| WORK TO COMPLETE |
Each entry listed below should be reproduced word for word.

(Data excerpts)
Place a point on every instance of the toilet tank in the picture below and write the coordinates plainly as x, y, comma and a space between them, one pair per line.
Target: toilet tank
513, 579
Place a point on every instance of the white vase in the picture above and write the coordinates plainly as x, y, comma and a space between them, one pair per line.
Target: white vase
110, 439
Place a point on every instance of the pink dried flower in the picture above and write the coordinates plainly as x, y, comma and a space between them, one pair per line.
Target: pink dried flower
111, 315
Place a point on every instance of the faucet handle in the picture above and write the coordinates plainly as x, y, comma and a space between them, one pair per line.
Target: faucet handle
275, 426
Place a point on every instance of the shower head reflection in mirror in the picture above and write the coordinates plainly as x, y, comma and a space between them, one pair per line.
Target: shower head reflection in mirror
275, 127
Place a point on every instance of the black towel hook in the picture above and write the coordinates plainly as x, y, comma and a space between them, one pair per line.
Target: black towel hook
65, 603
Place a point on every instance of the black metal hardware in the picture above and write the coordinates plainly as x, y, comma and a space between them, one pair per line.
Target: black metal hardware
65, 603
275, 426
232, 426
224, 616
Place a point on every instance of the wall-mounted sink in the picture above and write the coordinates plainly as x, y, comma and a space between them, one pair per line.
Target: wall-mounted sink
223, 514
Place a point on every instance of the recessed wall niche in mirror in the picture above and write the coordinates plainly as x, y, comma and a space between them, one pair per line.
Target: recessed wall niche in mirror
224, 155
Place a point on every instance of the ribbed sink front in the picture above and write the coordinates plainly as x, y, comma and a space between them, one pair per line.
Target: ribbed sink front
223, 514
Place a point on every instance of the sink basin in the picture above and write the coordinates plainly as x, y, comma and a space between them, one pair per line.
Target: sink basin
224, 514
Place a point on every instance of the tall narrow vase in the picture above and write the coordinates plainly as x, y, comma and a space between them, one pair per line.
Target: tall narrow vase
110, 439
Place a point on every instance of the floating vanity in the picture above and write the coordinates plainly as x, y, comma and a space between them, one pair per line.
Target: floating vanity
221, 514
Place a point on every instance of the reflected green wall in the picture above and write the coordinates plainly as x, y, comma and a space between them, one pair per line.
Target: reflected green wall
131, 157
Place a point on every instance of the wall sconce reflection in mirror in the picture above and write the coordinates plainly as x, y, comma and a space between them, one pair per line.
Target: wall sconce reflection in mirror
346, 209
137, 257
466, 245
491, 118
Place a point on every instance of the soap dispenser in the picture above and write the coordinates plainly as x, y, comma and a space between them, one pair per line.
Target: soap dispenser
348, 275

| ANSWER AREA |
Place a point on every instance of the toilet tank in the picture below and write the coordinates plainly as x, y, comma and a space between them, one pair per line.
Target: toilet tank
513, 579
Place a point on every instance of the white vase in the picture above and write the coordinates plainly as x, y, comma and a space between them, one pair per line.
Target: white vase
110, 439
Place a point on every instance of the pink dried flower in the picture above and write the coordinates plainly as x, y, comma and a space between them, one pair per line.
Target: pink dried flower
111, 315
Place a point on every instance of the faucet handle in the picture above and write the coordinates plainly as x, y, comma and a space between them, one pair per line.
Target: faucet handle
275, 426
Place a point on every instance of the shower head reflection in mirror in the picture above and write the coordinates plainly as x, y, comma and a space between them, one pair per line.
Target: shower head reflection in mirror
275, 127
Place a point on every instance of the black towel hook in the picture above and write the coordinates plainly as x, y, comma and a space between them, one pair per line.
Target: black towel hook
65, 603
Place a point on every instance of the black metal hardware in the picture above and write the coordinates plainly as x, y, comma and a space between them, one pair per line.
Target: black metal hardware
65, 603
275, 426
232, 426
224, 616
Place a point on every instance of the wall-mounted sink in the picture above and write the coordinates plainly as x, y, comma and a space between them, one pair per line.
Target: wall-mounted sink
223, 514
Place a point on every instance of the recessed wall niche in mirror in the picture above and write the coordinates plainly as x, y, comma and a space between them, one pair per line.
Target: recessed wall niche in mirror
224, 155
Place a point on every instance of the ribbed sink front in the picture above and write the coordinates plainly as x, y, comma and a space between them, one pair per line.
Target: ribbed sink front
223, 514
Place a point on every instance of the sink basin in the picture above and write the coordinates plainly as x, y, comma and a space between them, one pair per line.
Target: sink basin
224, 514
Place a point on every instance of the tall narrow vase in the picture above and write the coordinates plainly as x, y, comma and a space between them, one pair per line.
Target: tall narrow vase
110, 439
Place a point on every instance of the floating vanity in the picture above and write the coordinates plainly as x, y, comma and a space between them, one pair per line.
Target: floating vanity
221, 514
Place a point on every instance of the reflected green wall in the picture above and write the coordinates plainly as x, y, comma and a space between them, one pair per line.
Target: reflected green wall
131, 157
Place a point on every instance of the wall sconce reflection in mirror in the picture above and write the coordinates plainly as x, y, comma and a space between them, one pair per line.
Target: wall sconce reflection in mirror
346, 209
137, 257
466, 245
491, 118
Place a point on every instance of the soap dispenser in the picture above and write the coordinates plainly as x, y, comma and a space between them, one pair per line.
Target: soap dispenser
348, 275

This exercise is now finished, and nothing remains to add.